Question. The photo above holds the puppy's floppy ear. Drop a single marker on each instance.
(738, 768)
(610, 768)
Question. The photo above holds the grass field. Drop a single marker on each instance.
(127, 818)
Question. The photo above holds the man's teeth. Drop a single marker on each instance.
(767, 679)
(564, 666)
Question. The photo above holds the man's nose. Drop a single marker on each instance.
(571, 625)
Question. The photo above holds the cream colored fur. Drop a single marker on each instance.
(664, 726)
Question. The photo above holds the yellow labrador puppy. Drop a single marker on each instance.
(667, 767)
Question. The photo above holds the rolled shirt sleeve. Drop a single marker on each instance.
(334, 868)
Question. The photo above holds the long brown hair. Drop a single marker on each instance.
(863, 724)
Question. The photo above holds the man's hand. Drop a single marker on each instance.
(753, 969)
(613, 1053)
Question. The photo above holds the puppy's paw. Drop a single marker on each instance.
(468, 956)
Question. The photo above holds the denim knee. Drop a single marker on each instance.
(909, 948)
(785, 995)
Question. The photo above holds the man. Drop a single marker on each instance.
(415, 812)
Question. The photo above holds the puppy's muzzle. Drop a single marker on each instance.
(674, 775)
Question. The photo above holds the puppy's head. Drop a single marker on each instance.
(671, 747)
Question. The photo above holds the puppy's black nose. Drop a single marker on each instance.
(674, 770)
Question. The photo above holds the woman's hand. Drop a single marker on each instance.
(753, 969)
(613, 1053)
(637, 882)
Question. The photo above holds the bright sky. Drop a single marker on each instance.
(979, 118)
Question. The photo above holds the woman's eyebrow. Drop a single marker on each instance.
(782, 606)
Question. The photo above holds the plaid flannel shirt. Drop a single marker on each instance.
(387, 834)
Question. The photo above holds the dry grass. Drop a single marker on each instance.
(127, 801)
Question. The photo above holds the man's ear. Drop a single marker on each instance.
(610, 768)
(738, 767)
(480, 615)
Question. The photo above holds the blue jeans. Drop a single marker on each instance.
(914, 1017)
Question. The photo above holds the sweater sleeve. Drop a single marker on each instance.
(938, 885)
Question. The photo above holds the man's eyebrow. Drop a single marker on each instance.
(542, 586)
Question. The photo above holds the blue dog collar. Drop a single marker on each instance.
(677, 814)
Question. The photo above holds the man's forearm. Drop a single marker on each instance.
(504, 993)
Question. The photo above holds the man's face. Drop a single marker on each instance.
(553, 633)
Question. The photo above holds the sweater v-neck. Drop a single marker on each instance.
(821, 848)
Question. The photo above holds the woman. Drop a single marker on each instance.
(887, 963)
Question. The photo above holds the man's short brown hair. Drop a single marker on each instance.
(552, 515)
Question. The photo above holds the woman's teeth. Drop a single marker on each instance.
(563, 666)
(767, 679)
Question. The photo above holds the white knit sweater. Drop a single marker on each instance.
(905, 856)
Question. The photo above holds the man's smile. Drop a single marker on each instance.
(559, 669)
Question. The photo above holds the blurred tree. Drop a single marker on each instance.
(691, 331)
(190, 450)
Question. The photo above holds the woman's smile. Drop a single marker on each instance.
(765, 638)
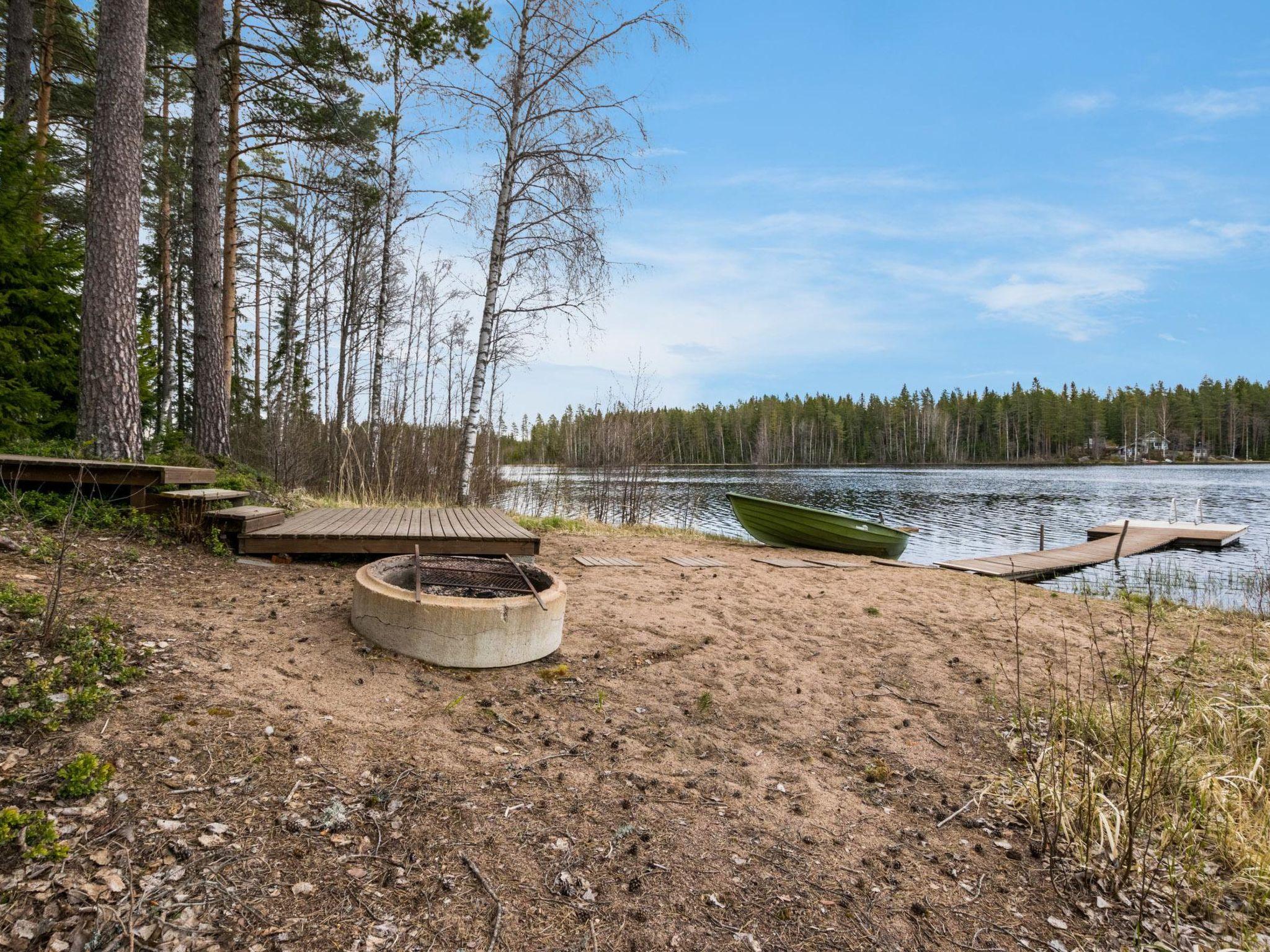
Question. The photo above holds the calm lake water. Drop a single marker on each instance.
(974, 511)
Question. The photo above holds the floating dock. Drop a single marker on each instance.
(394, 531)
(1106, 544)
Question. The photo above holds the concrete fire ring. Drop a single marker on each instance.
(455, 631)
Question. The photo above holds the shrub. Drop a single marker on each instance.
(84, 776)
(91, 663)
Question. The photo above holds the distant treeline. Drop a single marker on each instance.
(1024, 425)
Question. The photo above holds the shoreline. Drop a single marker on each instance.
(1002, 465)
(793, 744)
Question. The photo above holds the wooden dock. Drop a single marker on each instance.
(1105, 545)
(394, 531)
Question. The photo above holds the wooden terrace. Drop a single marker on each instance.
(102, 478)
(394, 531)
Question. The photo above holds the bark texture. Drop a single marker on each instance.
(110, 412)
(19, 46)
(211, 395)
(167, 332)
(234, 94)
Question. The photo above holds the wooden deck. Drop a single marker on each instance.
(394, 531)
(1142, 536)
(106, 478)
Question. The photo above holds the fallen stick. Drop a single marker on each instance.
(957, 813)
(905, 697)
(498, 912)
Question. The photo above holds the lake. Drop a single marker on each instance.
(973, 511)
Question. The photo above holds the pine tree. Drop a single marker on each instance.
(40, 275)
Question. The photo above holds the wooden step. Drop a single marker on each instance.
(205, 495)
(247, 518)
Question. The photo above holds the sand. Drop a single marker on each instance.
(744, 757)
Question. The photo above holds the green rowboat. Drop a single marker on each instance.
(802, 527)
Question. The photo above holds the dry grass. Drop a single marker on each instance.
(1142, 774)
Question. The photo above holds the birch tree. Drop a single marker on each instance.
(211, 394)
(110, 400)
(564, 145)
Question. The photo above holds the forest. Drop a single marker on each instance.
(308, 235)
(1034, 425)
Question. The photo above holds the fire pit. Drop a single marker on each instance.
(460, 611)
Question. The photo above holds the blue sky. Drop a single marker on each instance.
(948, 195)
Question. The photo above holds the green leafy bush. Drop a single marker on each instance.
(24, 604)
(84, 776)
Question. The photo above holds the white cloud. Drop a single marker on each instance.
(1082, 103)
(1212, 104)
(695, 100)
(848, 180)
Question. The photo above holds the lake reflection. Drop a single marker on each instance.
(973, 511)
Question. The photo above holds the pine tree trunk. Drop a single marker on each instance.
(231, 184)
(167, 332)
(45, 97)
(19, 46)
(110, 412)
(211, 397)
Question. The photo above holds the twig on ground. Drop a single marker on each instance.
(498, 904)
(958, 811)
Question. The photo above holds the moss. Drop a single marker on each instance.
(24, 604)
(35, 832)
(84, 776)
(878, 772)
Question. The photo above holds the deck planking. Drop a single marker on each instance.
(394, 531)
(1105, 545)
(110, 478)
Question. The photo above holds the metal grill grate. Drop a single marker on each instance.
(486, 574)
(475, 574)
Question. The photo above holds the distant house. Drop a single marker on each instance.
(1145, 447)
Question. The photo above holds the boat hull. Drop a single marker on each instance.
(789, 526)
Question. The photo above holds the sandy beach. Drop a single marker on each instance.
(742, 757)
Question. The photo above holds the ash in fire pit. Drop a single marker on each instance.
(464, 576)
(464, 611)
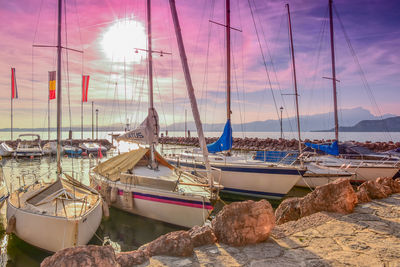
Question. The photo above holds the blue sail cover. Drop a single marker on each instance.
(332, 149)
(224, 142)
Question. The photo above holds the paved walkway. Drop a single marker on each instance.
(368, 237)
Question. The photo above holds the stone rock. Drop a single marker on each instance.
(202, 236)
(394, 185)
(82, 256)
(127, 259)
(363, 196)
(337, 196)
(178, 244)
(288, 210)
(242, 223)
(374, 189)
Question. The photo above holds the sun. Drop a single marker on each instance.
(121, 38)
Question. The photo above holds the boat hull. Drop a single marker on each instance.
(169, 207)
(53, 233)
(252, 180)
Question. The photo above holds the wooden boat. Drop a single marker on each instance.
(144, 183)
(28, 148)
(6, 150)
(58, 215)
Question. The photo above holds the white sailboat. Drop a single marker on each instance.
(58, 215)
(143, 183)
(240, 175)
(364, 170)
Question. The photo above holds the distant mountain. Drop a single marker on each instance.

• **Task to carry out**: Beginning at the line that holds "Question. The photo above holds the stone", write out word for word each line through the end of the records.

• **Written answer**:
Question. The photo above holds the stone rock. Drop a single marker on each instance.
(202, 236)
(394, 185)
(82, 256)
(127, 259)
(363, 196)
(337, 196)
(178, 244)
(288, 210)
(242, 223)
(374, 189)
Question. The photo above holds the sun. Drop a single marker on each instance.
(121, 38)
Question. The photo above holds the boat hull. Drop a single marker on each instance.
(169, 207)
(53, 233)
(252, 180)
Question. The photo above holds the wooden boat. Drop a single marker on each instance.
(144, 183)
(28, 148)
(6, 150)
(58, 215)
Question. The photo above holds the white sailboat. Drop a single marker on each instance.
(58, 215)
(143, 183)
(240, 175)
(364, 170)
Question. The photo above holds the distant mountain. Drop a single marker on each instance.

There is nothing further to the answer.